Content starts

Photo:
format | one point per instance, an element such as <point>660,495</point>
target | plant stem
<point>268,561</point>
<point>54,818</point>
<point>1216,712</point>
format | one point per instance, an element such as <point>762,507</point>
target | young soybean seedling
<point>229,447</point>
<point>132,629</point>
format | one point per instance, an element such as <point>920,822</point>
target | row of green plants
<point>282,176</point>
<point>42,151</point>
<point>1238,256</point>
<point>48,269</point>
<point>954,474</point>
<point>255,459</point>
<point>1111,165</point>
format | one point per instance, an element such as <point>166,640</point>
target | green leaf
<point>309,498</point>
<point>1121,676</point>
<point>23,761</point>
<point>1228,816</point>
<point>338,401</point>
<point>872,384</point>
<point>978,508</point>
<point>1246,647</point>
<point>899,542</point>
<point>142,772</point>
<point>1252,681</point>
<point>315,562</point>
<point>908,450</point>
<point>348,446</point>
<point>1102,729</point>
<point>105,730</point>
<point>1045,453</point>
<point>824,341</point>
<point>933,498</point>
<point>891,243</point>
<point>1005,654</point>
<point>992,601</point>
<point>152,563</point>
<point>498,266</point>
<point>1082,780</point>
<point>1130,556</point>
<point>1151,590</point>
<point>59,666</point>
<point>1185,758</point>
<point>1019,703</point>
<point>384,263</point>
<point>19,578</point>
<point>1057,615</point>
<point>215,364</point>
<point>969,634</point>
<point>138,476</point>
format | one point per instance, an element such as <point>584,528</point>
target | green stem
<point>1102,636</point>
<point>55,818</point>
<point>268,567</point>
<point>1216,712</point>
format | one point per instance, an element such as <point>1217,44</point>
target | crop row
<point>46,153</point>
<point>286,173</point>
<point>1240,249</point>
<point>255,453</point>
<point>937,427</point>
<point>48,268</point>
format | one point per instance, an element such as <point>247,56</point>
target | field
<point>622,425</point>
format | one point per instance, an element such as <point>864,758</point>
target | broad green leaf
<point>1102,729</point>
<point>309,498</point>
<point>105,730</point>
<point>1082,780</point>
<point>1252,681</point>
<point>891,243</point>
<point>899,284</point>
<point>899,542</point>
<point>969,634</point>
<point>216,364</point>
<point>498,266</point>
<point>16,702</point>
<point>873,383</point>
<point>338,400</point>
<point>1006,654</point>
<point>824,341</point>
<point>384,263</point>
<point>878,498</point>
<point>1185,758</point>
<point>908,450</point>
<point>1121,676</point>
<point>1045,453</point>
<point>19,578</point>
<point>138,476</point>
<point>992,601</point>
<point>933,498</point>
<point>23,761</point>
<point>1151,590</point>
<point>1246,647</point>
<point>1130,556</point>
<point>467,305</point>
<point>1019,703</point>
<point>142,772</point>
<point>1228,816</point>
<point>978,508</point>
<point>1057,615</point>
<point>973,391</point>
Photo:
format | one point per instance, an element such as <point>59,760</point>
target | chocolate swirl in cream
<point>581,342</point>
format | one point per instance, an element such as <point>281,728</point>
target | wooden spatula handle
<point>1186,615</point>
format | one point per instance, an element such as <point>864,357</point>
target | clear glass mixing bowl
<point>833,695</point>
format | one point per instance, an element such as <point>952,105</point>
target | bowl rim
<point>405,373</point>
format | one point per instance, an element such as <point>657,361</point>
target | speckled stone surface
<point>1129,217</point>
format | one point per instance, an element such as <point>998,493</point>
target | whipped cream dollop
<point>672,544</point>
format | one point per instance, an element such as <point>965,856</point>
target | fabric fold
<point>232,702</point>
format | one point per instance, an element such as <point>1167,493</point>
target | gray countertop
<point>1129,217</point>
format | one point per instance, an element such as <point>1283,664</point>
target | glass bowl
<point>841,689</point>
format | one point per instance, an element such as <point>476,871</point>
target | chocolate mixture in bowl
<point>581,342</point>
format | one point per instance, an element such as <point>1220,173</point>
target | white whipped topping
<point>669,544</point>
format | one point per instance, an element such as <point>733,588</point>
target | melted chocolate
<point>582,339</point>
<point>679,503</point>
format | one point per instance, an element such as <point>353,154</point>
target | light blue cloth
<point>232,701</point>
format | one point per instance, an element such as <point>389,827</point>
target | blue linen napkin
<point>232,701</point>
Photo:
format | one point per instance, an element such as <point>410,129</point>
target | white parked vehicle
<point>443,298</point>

Content ends

Task instructions: Please return the lines above that run from the line containing "target | plant stem" to the line containing "such as <point>166,640</point>", inclusive, exactly and with no other lines.

Your response:
target | plant stem
<point>268,561</point>
<point>54,818</point>
<point>1216,712</point>
format | one point per instance, an element such as <point>762,507</point>
target | young soybean seedling
<point>229,447</point>
<point>132,629</point>
format | one point per instance, an element such as <point>920,822</point>
target | row of green plants
<point>282,176</point>
<point>42,151</point>
<point>1238,256</point>
<point>48,269</point>
<point>954,474</point>
<point>255,459</point>
<point>1111,165</point>
format | one point per instance, an element such as <point>166,640</point>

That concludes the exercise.